====== ITEMS
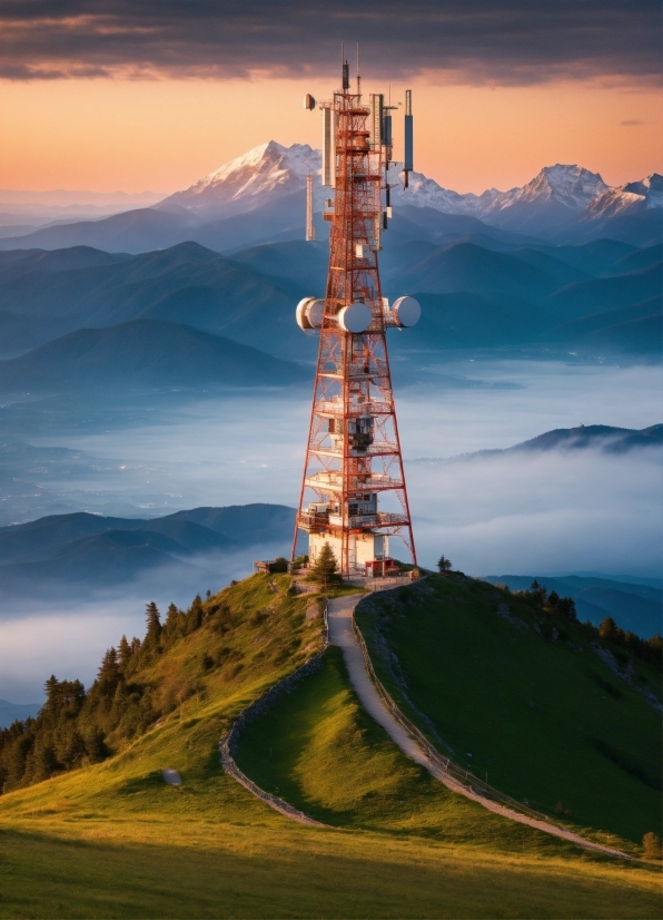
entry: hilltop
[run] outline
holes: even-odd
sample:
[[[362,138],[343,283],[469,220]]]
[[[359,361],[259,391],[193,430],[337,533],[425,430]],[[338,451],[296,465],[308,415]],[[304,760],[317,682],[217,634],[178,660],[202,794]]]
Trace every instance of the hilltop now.
[[[327,826],[288,822],[224,774],[219,736],[247,703],[320,649],[320,607],[315,596],[293,595],[289,586],[288,576],[257,575],[208,600],[197,598],[187,611],[171,609],[164,629],[151,616],[142,642],[122,644],[119,655],[105,656],[99,678],[85,696],[82,687],[49,682],[50,702],[40,717],[43,743],[39,757],[29,754],[36,747],[23,746],[22,763],[32,771],[23,775],[37,780],[39,770],[48,774],[53,767],[56,773],[67,765],[76,769],[27,787],[20,787],[16,772],[9,781],[13,791],[0,797],[0,846],[12,872],[6,910],[26,912],[27,907],[31,913],[52,916],[62,904],[67,916],[492,917],[498,907],[513,916],[545,916],[554,902],[556,917],[655,916],[656,877],[646,865],[623,867],[583,854],[489,814],[413,766],[360,711],[334,648],[317,672],[253,723],[239,755],[249,777],[296,804],[305,803]],[[477,591],[483,598],[478,607],[472,600]],[[433,579],[428,588],[424,583],[399,589],[395,606],[393,595],[370,603],[392,609],[395,624],[405,616],[417,627],[407,630],[424,642],[417,654],[439,673],[435,662],[441,646],[426,643],[418,627],[434,596],[444,596],[444,628],[455,613],[456,628],[465,629],[469,622],[467,628],[474,630],[475,645],[461,643],[454,652],[469,684],[494,688],[493,669],[484,673],[485,659],[475,659],[481,630],[487,627],[495,662],[514,640],[512,655],[521,648],[531,652],[533,640],[540,643],[537,662],[547,663],[550,693],[561,693],[568,675],[564,655],[572,653],[536,636],[531,639],[496,616],[489,600],[494,593],[471,579]],[[439,613],[431,614],[439,620]],[[407,644],[400,647],[398,630],[389,643],[397,639],[393,647],[407,674],[409,653]],[[583,655],[575,654],[584,663]],[[601,660],[591,669],[614,684]],[[518,673],[512,669],[511,675],[517,686]],[[596,706],[605,709],[595,727],[597,737],[606,720],[621,725],[630,718],[636,728],[632,754],[639,762],[646,758],[640,728],[649,712],[643,698],[620,685],[621,697],[607,695],[602,703],[592,691],[598,685],[590,681],[576,689],[581,686],[590,713]],[[123,705],[116,705],[120,699]],[[417,692],[417,703],[422,701]],[[536,703],[546,705],[544,699]],[[567,709],[572,722],[561,735],[560,755],[568,750],[573,721],[582,722],[577,712],[576,697],[575,707]],[[525,706],[518,718],[531,718],[527,713]],[[56,738],[49,732],[61,718],[79,741],[49,748],[49,737]],[[542,724],[553,737],[547,722]],[[465,723],[471,733],[478,728],[476,722]],[[7,747],[9,736],[2,737]],[[494,734],[486,740],[495,745]],[[504,742],[495,750],[501,752]],[[482,742],[472,743],[477,756]],[[467,738],[457,750],[472,750]],[[514,764],[499,754],[498,762],[492,781],[517,786],[519,761]],[[598,769],[594,782],[598,793],[614,780],[611,771],[621,775],[620,767],[606,763],[607,773]],[[181,790],[164,783],[165,767],[179,772]],[[536,789],[554,813],[561,794],[554,763],[537,777]],[[643,799],[636,780],[622,781],[620,789],[630,814],[619,818],[612,795],[597,795],[588,823],[601,831],[607,828],[613,844],[637,852],[637,844],[629,841],[635,835],[639,843],[640,803],[651,791],[645,786]],[[563,820],[586,821],[585,806],[573,805],[577,818],[574,812]],[[585,824],[585,833],[601,836],[592,826]],[[342,836],[335,830],[340,828]],[[4,857],[7,848],[11,850]],[[41,867],[38,883],[36,860]]]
============
GIVEN TASK: Please repeat the records word for word, from their start through the line containing "Trace every instance of the hilltop now.", and leave the pictures out of your answer.

ANSWER TO THIS TASK:
entry: hilltop
[run] outline
holes: even-odd
sample:
[[[362,138],[343,283],[469,220]]]
[[[359,361],[259,391],[193,430],[337,533],[425,430]],[[338,451],[296,465],[308,415]],[[304,760],[317,682],[217,634],[178,660],[202,794]]]
Trace every instance of the hilltop now.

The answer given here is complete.